═════ Given data

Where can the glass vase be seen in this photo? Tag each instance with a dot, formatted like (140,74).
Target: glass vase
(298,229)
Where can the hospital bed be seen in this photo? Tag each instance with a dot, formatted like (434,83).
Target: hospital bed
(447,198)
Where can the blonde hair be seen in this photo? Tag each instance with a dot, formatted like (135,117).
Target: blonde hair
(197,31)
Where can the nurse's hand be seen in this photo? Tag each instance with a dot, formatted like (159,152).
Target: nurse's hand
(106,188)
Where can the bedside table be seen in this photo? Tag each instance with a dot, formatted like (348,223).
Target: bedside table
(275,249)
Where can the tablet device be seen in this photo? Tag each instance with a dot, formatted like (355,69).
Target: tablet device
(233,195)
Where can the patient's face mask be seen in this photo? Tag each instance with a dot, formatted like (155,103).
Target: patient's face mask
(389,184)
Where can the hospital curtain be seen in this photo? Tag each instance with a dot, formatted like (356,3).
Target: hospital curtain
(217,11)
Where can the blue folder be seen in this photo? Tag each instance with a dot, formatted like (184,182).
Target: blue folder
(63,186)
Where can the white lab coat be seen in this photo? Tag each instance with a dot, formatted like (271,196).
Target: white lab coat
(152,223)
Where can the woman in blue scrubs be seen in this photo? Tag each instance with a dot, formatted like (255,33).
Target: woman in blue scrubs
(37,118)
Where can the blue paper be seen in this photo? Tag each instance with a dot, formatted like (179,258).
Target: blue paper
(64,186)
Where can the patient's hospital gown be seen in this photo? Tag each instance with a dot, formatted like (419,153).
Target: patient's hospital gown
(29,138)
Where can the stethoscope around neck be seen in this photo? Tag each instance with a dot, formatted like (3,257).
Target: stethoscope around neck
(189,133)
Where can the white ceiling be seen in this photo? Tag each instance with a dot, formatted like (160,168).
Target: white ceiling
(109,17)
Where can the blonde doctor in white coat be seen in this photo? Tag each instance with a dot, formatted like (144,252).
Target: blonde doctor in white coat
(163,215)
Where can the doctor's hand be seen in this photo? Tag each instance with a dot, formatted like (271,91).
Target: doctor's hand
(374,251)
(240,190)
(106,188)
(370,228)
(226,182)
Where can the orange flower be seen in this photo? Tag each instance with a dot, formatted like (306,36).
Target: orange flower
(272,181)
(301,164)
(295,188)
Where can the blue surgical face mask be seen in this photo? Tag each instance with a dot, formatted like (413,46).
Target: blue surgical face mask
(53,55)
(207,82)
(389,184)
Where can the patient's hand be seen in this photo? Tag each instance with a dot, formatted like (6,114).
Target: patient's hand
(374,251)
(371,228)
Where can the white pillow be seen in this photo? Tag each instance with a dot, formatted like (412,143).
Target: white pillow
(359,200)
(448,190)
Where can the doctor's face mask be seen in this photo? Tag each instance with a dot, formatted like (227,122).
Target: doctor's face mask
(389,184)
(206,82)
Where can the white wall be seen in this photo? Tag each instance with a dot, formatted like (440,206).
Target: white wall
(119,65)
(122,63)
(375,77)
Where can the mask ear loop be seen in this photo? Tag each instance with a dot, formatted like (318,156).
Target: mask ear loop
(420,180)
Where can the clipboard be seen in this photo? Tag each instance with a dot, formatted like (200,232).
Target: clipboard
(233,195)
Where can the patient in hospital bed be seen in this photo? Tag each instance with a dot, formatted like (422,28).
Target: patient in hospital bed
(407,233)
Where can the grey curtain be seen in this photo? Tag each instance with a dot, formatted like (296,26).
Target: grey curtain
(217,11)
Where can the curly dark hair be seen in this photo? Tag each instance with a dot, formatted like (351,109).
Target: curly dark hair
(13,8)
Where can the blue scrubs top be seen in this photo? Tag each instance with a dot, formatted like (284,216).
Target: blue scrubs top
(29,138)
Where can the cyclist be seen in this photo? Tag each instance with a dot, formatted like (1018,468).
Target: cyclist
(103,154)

══════════
═════ Given data

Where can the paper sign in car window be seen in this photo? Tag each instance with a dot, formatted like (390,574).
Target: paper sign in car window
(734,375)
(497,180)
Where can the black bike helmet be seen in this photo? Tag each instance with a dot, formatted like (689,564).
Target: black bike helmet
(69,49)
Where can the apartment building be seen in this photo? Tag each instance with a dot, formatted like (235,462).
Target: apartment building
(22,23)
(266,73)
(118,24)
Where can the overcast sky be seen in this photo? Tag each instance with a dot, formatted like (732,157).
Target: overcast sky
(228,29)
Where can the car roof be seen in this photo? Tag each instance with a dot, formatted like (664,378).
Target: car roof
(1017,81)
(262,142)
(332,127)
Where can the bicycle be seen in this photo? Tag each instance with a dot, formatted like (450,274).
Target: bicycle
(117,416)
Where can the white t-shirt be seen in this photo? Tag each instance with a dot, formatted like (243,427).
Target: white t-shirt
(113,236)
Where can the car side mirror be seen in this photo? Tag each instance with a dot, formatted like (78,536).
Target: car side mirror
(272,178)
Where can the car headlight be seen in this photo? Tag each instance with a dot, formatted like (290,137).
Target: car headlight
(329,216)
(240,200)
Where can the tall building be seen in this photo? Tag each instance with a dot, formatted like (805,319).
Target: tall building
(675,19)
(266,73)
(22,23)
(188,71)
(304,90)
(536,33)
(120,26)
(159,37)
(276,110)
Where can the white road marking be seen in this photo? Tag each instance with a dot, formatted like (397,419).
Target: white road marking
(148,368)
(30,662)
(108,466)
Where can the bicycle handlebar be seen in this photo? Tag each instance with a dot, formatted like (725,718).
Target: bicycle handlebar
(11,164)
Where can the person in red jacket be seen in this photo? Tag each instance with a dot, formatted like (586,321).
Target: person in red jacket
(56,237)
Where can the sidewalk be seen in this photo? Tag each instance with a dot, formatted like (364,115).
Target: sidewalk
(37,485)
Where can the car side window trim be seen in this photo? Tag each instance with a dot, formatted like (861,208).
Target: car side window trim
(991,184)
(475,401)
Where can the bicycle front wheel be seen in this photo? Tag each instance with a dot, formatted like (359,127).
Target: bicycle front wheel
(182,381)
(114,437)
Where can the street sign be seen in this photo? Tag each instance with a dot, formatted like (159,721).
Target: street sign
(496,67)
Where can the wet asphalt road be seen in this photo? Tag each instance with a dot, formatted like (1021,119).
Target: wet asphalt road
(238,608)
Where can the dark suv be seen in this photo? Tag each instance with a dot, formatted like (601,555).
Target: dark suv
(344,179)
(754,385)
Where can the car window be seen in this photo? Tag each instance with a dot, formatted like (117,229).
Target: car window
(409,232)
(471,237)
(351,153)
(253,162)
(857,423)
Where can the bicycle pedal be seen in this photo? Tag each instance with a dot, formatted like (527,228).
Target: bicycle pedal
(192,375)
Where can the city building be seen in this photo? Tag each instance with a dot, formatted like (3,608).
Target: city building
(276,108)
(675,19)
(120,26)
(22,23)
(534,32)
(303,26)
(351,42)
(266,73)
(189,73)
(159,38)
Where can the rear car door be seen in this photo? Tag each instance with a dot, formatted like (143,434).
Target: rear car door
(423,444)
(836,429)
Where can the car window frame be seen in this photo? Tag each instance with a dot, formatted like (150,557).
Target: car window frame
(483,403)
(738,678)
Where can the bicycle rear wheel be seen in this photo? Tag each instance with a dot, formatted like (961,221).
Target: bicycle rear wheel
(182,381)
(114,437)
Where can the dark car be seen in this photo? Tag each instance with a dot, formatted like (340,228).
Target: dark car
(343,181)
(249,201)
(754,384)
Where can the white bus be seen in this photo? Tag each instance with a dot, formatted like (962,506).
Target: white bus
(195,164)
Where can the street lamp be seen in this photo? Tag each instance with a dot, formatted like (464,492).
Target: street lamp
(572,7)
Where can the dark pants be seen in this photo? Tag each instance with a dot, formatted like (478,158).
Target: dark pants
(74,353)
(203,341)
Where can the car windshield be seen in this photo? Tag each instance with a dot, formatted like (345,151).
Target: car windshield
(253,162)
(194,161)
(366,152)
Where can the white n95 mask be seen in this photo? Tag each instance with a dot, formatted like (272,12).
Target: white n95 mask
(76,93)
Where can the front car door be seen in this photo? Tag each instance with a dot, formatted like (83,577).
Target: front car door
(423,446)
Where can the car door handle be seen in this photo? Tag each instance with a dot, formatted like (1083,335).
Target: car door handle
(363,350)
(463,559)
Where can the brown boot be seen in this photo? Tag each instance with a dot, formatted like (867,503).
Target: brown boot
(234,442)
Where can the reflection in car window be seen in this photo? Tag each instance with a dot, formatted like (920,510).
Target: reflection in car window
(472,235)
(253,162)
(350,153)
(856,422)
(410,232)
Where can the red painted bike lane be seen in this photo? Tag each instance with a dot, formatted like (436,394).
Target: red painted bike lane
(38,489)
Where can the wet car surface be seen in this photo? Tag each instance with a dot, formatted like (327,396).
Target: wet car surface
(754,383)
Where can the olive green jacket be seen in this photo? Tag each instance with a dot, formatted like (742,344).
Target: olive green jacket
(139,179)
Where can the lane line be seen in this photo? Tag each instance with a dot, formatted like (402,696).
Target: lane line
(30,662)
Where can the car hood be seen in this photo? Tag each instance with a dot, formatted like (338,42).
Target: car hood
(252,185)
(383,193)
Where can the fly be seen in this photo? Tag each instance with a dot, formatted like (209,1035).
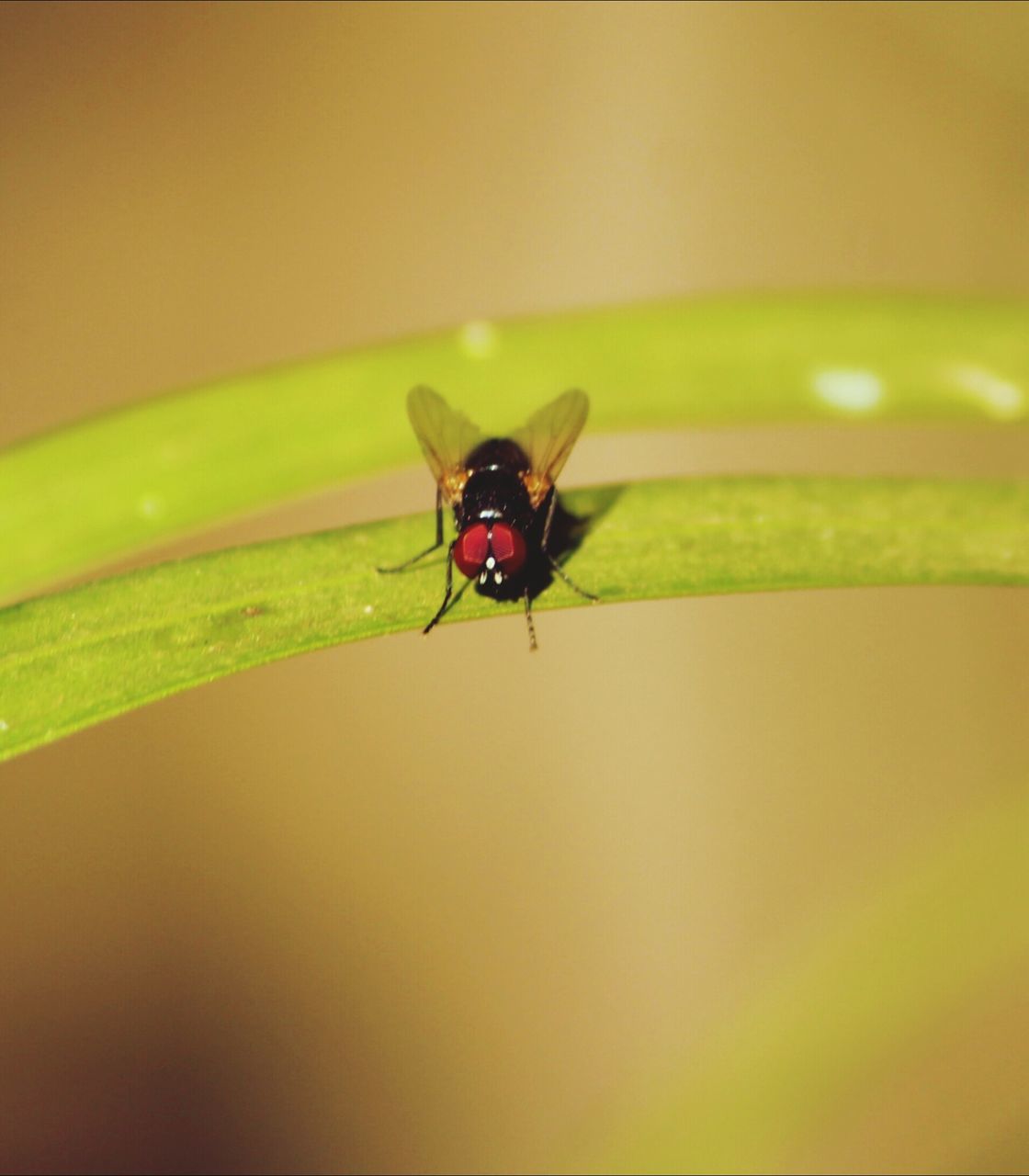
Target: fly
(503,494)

══════════
═════ Given data

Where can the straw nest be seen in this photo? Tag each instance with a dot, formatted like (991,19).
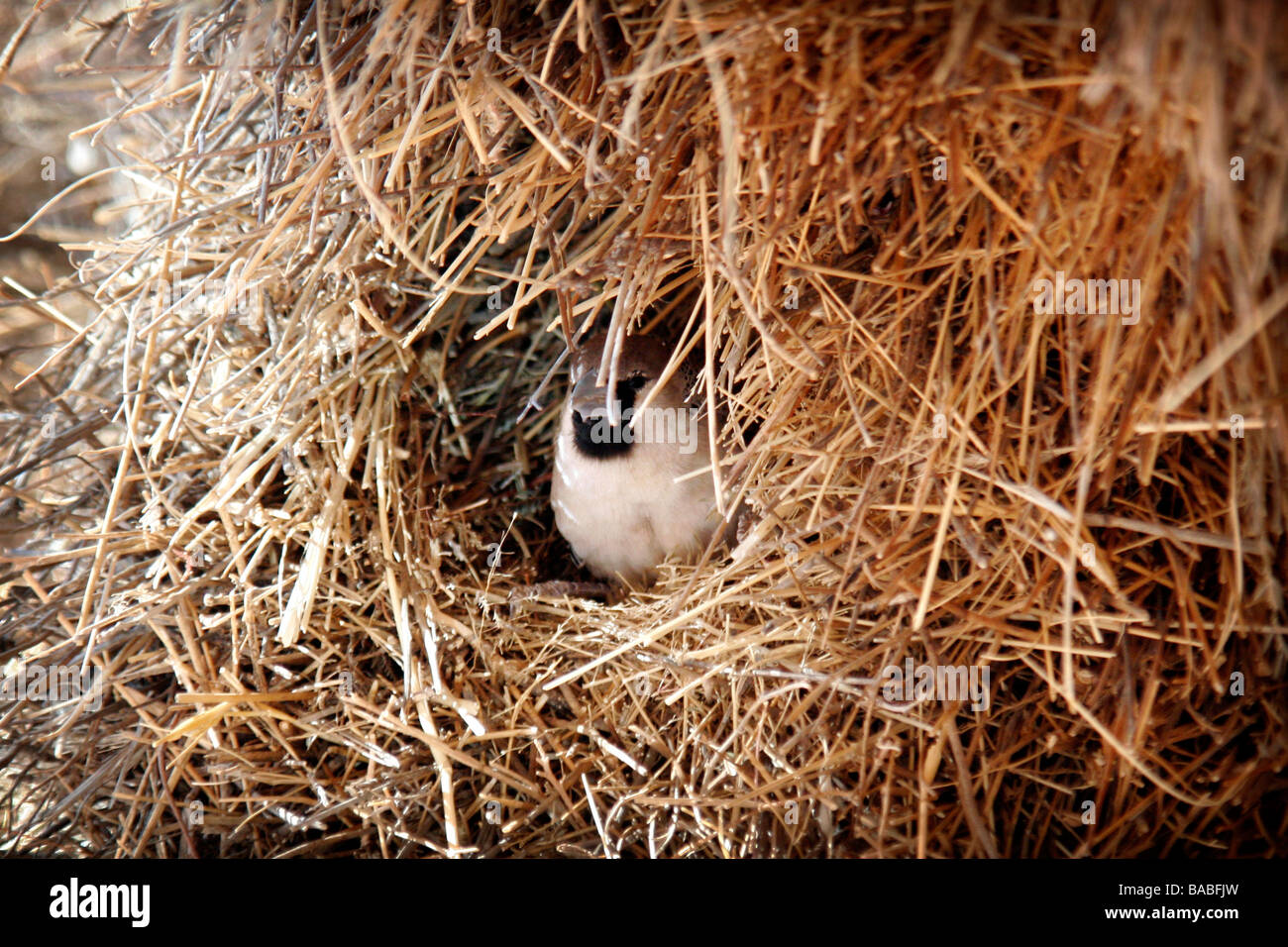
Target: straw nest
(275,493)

══════════

— Directions —
Select every line of the records that contains the word “curly”, and copy those lines. Uppercase and lowercase letters must match.

— Expected answer —
Where can the curly dark hair be seen in this photo? Tag each instance with a dot, formatted like (351,109).
Target: curly dark hair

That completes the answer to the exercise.